> [EXERCISE DESCRIPTION]: Would it be possible to copy exactly the lines from the one containing "Note: locate the chopped" to the end of the entries, including both and nothing else?

______________________________

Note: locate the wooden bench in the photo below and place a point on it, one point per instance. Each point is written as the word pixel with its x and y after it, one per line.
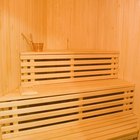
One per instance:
pixel 85 100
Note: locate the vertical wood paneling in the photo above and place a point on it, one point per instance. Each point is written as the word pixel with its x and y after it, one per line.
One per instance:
pixel 70 24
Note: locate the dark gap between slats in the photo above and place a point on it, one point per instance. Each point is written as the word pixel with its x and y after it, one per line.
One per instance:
pixel 47 118
pixel 51 124
pixel 59 59
pixel 100 69
pixel 54 72
pixel 52 66
pixel 55 78
pixel 103 58
pixel 107 94
pixel 103 114
pixel 95 64
pixel 91 75
pixel 102 108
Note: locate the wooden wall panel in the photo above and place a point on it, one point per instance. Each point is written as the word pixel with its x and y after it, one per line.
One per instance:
pixel 70 24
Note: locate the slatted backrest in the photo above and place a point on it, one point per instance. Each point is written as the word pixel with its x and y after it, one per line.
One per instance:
pixel 32 115
pixel 46 68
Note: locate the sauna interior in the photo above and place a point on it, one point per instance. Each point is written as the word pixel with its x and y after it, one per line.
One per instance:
pixel 66 28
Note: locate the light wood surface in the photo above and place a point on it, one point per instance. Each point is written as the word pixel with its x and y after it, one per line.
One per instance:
pixel 93 114
pixel 112 25
pixel 41 68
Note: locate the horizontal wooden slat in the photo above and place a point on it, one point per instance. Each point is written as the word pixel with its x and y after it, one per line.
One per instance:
pixel 46 63
pixel 39 76
pixel 45 99
pixel 94 72
pixel 33 66
pixel 74 128
pixel 49 69
pixel 39 123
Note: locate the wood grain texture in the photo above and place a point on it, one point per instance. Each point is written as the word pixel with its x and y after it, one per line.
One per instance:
pixel 70 24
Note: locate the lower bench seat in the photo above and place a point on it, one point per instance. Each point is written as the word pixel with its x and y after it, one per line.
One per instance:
pixel 91 110
pixel 122 127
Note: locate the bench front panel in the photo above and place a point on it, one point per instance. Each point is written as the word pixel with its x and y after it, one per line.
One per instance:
pixel 55 68
pixel 28 116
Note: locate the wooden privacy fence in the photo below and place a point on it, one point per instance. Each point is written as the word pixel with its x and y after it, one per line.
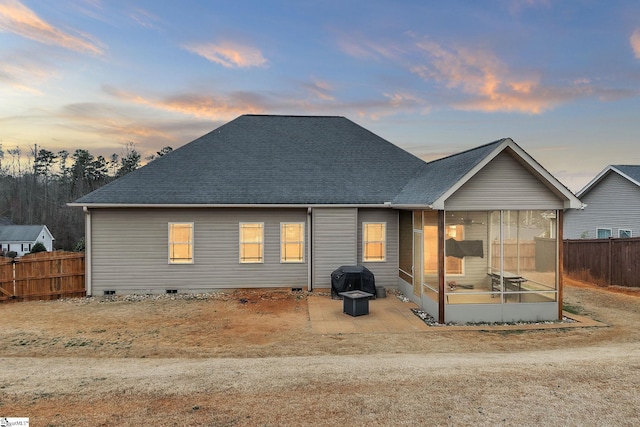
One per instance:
pixel 42 276
pixel 612 261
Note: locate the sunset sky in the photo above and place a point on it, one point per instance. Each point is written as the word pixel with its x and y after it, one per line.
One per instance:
pixel 560 77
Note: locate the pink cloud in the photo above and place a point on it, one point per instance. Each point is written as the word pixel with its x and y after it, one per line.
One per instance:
pixel 487 83
pixel 196 105
pixel 18 19
pixel 229 54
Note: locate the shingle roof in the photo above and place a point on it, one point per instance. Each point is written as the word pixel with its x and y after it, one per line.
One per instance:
pixel 436 177
pixel 299 160
pixel 258 159
pixel 630 172
pixel 20 233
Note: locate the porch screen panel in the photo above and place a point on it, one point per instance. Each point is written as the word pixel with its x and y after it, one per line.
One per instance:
pixel 470 239
pixel 430 254
pixel 530 248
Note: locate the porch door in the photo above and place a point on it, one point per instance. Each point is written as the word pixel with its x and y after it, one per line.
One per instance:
pixel 418 270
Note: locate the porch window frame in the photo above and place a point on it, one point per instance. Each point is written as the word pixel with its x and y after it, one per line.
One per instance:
pixel 284 242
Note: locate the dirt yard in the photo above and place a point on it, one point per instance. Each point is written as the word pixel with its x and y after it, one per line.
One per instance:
pixel 249 358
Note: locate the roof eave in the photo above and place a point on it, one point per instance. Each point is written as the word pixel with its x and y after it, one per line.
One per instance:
pixel 228 205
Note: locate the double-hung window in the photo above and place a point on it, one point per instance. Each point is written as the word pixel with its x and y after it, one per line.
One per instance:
pixel 251 242
pixel 180 243
pixel 292 242
pixel 374 241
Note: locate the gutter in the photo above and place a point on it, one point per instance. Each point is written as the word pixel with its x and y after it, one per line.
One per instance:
pixel 209 205
pixel 87 251
pixel 309 251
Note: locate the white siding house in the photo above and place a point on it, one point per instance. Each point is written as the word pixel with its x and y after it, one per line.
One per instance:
pixel 21 238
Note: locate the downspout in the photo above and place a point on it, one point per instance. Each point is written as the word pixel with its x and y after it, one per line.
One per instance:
pixel 309 252
pixel 87 251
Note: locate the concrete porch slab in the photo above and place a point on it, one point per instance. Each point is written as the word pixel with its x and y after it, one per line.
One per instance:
pixel 385 315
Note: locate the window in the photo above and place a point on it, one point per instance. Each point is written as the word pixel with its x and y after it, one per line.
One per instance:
pixel 624 233
pixel 374 241
pixel 180 243
pixel 292 242
pixel 251 242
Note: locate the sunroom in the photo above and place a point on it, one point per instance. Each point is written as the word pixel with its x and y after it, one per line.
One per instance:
pixel 480 237
pixel 483 266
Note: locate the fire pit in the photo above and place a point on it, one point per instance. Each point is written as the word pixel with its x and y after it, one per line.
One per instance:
pixel 355 303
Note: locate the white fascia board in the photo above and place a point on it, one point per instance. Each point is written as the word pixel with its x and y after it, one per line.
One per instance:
pixel 570 202
pixel 595 180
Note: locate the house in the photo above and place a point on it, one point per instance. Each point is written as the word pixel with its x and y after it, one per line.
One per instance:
pixel 21 238
pixel 612 208
pixel 282 201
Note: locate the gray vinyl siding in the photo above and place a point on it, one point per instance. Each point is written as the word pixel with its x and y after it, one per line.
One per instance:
pixel 130 251
pixel 385 273
pixel 612 203
pixel 503 184
pixel 334 242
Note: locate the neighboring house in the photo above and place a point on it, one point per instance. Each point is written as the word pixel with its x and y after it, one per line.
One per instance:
pixel 282 201
pixel 21 238
pixel 612 206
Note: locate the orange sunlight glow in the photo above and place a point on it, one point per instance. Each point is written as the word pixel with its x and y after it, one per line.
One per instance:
pixel 635 43
pixel 483 76
pixel 18 19
pixel 198 106
pixel 229 54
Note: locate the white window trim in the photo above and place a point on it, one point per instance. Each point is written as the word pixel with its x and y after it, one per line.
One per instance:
pixel 627 230
pixel 364 225
pixel 169 242
pixel 240 243
pixel 304 231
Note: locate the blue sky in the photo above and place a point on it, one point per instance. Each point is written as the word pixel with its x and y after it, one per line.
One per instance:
pixel 562 78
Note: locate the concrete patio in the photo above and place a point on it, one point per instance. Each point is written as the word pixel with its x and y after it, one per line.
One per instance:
pixel 388 314
pixel 392 315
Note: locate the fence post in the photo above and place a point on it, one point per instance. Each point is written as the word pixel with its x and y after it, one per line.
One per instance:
pixel 13 267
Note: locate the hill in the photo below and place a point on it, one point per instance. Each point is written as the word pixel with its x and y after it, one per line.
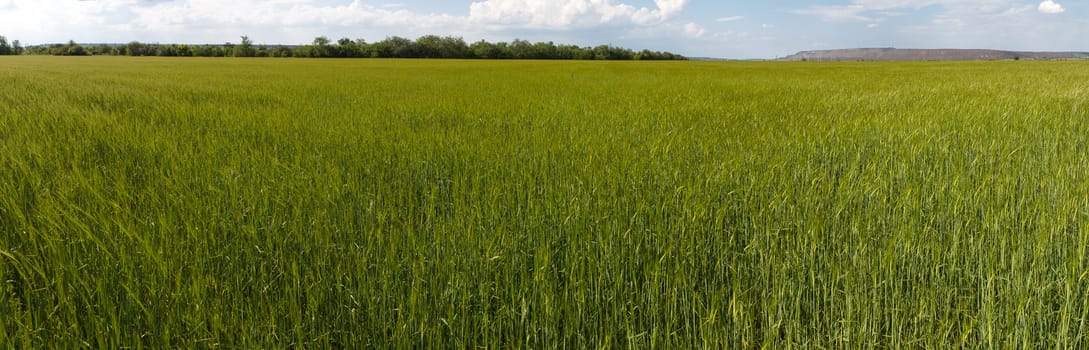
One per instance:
pixel 927 55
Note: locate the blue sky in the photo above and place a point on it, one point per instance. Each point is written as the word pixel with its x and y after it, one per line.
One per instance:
pixel 726 28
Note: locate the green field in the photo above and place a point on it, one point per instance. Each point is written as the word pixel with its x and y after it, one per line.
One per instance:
pixel 256 203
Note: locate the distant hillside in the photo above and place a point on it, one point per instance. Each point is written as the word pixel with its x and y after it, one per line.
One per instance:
pixel 928 55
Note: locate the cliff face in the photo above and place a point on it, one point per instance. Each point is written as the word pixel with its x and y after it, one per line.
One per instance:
pixel 927 55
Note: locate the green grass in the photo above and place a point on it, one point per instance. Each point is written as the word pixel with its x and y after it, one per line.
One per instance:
pixel 200 203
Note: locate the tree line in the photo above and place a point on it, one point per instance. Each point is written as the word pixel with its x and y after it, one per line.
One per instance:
pixel 13 48
pixel 429 46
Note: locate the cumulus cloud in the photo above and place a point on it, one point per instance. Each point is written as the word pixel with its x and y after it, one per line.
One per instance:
pixel 570 13
pixel 875 10
pixel 1050 8
pixel 694 31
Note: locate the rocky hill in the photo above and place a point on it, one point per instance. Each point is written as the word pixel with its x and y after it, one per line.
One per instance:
pixel 928 55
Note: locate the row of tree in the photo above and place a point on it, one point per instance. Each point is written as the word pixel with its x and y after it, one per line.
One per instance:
pixel 429 46
pixel 13 48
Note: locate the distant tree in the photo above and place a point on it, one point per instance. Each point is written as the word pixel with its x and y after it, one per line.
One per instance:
pixel 245 49
pixel 4 48
pixel 486 50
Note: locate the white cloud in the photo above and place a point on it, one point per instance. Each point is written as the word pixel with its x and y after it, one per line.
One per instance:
pixel 564 14
pixel 837 13
pixel 877 10
pixel 1050 8
pixel 694 31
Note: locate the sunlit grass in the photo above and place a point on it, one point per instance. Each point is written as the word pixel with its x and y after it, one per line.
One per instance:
pixel 383 203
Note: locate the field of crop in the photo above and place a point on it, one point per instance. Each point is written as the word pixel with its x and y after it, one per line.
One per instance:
pixel 254 203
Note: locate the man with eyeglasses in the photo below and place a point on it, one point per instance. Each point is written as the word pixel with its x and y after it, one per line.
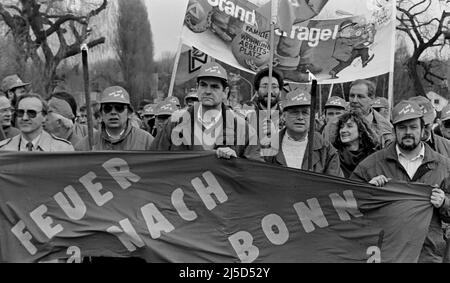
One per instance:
pixel 257 114
pixel 59 120
pixel 116 131
pixel 293 139
pixel 437 143
pixel 444 124
pixel 31 112
pixel 6 111
pixel 14 87
pixel 410 160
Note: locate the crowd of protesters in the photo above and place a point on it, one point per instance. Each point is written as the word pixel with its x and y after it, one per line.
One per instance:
pixel 363 139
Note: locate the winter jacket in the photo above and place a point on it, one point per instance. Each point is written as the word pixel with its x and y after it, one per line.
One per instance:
pixel 435 169
pixel 132 139
pixel 325 158
pixel 380 126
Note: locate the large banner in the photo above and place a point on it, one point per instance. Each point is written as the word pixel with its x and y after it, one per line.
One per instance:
pixel 189 64
pixel 193 207
pixel 337 40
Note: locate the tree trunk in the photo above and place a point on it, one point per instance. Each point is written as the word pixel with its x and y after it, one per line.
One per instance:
pixel 413 74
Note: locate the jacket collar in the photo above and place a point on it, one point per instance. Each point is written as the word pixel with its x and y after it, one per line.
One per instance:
pixel 317 144
pixel 105 136
pixel 430 155
pixel 44 142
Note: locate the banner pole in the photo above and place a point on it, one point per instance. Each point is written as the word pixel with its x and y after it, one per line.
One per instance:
pixel 175 69
pixel 331 91
pixel 84 58
pixel 273 21
pixel 312 120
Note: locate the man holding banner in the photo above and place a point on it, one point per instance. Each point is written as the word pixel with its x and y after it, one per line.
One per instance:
pixel 413 161
pixel 294 139
pixel 117 132
pixel 209 125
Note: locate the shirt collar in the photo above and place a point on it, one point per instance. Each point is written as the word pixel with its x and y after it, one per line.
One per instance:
pixel 208 124
pixel 420 155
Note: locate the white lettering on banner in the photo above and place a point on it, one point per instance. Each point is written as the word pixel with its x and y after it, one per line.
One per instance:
pixel 180 206
pixel 127 235
pixel 268 223
pixel 94 189
pixel 312 35
pixel 345 206
pixel 75 212
pixel 75 254
pixel 45 223
pixel 374 253
pixel 213 188
pixel 156 222
pixel 308 215
pixel 123 174
pixel 242 243
pixel 24 237
pixel 234 10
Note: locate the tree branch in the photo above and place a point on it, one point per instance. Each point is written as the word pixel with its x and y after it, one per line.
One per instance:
pixel 74 49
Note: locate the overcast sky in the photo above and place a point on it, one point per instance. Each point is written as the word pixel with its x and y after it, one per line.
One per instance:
pixel 166 19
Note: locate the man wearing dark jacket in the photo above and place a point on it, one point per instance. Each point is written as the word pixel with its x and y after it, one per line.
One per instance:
pixel 209 124
pixel 6 130
pixel 116 132
pixel 293 141
pixel 408 159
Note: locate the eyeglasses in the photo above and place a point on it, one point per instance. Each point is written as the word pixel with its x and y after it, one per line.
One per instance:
pixel 30 113
pixel 107 108
pixel 4 110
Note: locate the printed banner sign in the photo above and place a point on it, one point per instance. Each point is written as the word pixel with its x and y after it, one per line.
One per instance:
pixel 193 207
pixel 191 60
pixel 338 41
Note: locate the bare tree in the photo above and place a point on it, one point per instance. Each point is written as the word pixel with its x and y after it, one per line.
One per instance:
pixel 425 32
pixel 134 46
pixel 34 24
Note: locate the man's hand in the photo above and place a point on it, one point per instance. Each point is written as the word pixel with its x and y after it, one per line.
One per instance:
pixel 225 152
pixel 437 197
pixel 379 181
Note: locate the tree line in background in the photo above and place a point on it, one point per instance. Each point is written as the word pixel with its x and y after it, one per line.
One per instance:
pixel 41 35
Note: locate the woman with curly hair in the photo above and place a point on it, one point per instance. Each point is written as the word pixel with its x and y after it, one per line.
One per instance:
pixel 354 141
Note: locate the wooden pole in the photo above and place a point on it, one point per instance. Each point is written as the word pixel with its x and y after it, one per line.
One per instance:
pixel 312 120
pixel 174 70
pixel 87 94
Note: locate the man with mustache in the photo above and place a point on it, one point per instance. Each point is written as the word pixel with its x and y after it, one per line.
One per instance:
pixel 293 139
pixel 409 159
pixel 31 113
pixel 116 131
pixel 6 111
pixel 362 92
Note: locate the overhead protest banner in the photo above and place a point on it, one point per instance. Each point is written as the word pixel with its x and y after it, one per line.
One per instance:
pixel 189 64
pixel 172 207
pixel 338 41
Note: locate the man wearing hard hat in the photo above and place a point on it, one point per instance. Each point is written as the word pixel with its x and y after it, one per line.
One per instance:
pixel 14 87
pixel 209 124
pixel 411 160
pixel 117 132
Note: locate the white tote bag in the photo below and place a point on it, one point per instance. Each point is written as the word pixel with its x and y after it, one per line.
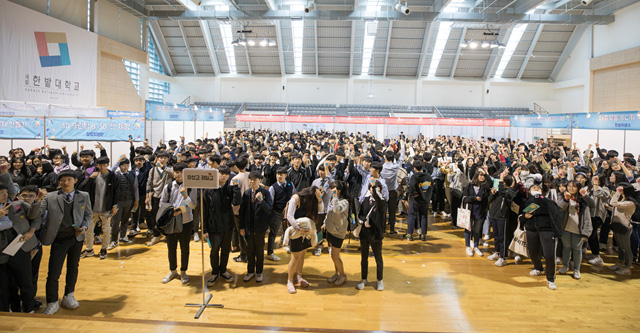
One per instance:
pixel 519 243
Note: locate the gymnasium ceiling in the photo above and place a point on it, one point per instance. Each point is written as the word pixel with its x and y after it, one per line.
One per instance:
pixel 341 38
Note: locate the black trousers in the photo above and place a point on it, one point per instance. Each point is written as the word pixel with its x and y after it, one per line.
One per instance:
pixel 17 268
pixel 392 206
pixel 455 204
pixel 543 242
pixel 220 248
pixel 120 221
pixel 151 219
pixel 274 227
pixel 70 249
pixel 376 247
pixel 255 252
pixel 184 238
pixel 437 200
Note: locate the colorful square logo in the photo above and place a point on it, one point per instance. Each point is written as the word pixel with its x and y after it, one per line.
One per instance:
pixel 52 49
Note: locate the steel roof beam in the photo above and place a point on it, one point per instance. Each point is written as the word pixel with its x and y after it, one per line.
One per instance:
pixel 360 15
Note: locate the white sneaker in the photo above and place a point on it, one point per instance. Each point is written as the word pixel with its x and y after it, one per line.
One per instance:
pixel 469 252
pixel 361 284
pixel 212 281
pixel 340 281
pixel 69 302
pixel 184 278
pixel 248 277
pixel 518 259
pixel 597 261
pixel 52 308
pixel 614 267
pixel 172 275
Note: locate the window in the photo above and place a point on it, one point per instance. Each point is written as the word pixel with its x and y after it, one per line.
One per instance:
pixel 134 72
pixel 154 61
pixel 157 90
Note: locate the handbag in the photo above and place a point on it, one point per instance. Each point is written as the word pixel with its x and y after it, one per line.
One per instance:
pixel 464 217
pixel 519 243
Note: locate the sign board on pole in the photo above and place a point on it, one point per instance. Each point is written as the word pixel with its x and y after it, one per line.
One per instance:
pixel 200 178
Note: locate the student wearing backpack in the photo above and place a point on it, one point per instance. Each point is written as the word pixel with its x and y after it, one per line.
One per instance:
pixel 419 193
pixel 499 211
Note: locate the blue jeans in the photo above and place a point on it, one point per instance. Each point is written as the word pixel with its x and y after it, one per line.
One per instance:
pixel 572 244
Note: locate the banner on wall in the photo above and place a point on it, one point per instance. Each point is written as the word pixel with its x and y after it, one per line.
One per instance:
pixel 45 60
pixel 607 120
pixel 21 128
pixel 209 115
pixel 169 112
pixel 124 114
pixel 94 129
pixel 548 121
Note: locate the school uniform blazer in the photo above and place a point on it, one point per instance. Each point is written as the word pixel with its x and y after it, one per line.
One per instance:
pixel 53 203
pixel 19 213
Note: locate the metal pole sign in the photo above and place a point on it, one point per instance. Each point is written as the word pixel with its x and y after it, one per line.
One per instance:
pixel 201 179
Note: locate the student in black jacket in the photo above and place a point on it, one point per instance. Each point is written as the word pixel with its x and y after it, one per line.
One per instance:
pixel 255 211
pixel 375 207
pixel 476 199
pixel 103 188
pixel 218 224
pixel 499 212
pixel 419 194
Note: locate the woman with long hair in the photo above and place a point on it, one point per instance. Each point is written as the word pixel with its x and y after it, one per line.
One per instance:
pixel 576 225
pixel 19 172
pixel 305 203
pixel 624 204
pixel 476 197
pixel 335 224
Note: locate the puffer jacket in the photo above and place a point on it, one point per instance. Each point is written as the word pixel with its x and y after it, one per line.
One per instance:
pixel 585 205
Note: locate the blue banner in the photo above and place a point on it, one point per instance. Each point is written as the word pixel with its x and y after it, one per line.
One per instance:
pixel 21 128
pixel 607 120
pixel 210 115
pixel 95 129
pixel 542 121
pixel 124 114
pixel 169 112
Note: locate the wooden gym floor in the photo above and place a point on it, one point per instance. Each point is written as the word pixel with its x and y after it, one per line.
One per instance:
pixel 429 286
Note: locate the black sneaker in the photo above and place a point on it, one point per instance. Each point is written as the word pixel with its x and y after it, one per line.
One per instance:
pixel 240 258
pixel 103 254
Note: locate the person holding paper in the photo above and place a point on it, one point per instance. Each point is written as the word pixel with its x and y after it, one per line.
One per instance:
pixel 17 239
pixel 68 214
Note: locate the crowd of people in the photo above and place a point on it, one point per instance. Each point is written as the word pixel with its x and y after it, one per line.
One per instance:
pixel 314 188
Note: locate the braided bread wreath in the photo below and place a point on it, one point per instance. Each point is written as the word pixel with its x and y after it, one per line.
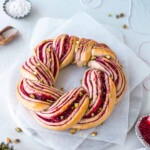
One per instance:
pixel 87 106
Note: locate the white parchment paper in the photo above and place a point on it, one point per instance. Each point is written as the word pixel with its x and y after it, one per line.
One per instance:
pixel 114 130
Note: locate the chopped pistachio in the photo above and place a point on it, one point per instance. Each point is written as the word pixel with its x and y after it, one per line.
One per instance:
pixel 16 141
pixel 80 94
pixel 76 105
pixel 73 131
pixel 61 117
pixel 125 26
pixel 8 140
pixel 93 133
pixel 32 96
pixel 19 129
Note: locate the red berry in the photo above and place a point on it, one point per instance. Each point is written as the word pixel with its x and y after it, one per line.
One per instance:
pixel 148 120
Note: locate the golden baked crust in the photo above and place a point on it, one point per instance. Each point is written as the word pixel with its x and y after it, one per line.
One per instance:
pixel 87 106
pixel 96 119
pixel 34 106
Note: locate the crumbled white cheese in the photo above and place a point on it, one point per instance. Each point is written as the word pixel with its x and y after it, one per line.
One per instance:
pixel 18 8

______________________________

> [OUTPUT BELOW]:
Note: locate the chopped pistachio in the photo above and place a point on it, one point per instance. Each point is written as the word pixel with its x and y after it, one per line.
One per instance:
pixel 16 141
pixel 80 94
pixel 76 105
pixel 73 131
pixel 61 117
pixel 125 26
pixel 8 140
pixel 93 133
pixel 32 96
pixel 19 129
Note: locate the red berry in the photo above and place a point on it, one point per instance. Each point is written as the word pixel with its x and y after it, one per line.
One per instance:
pixel 148 120
Note: locate the golden baked crust in the photo above and place a point on it, one point per instance. Each point is written as the word pixel with its x and y after it, one per line.
One per instance:
pixel 87 106
pixel 96 119
pixel 34 106
Note: locate the crumbled white cheese in the photo above and place a point on it, one point per instance. Each point is written as the word pixel with its x and y after it, one per line.
One per instance:
pixel 18 8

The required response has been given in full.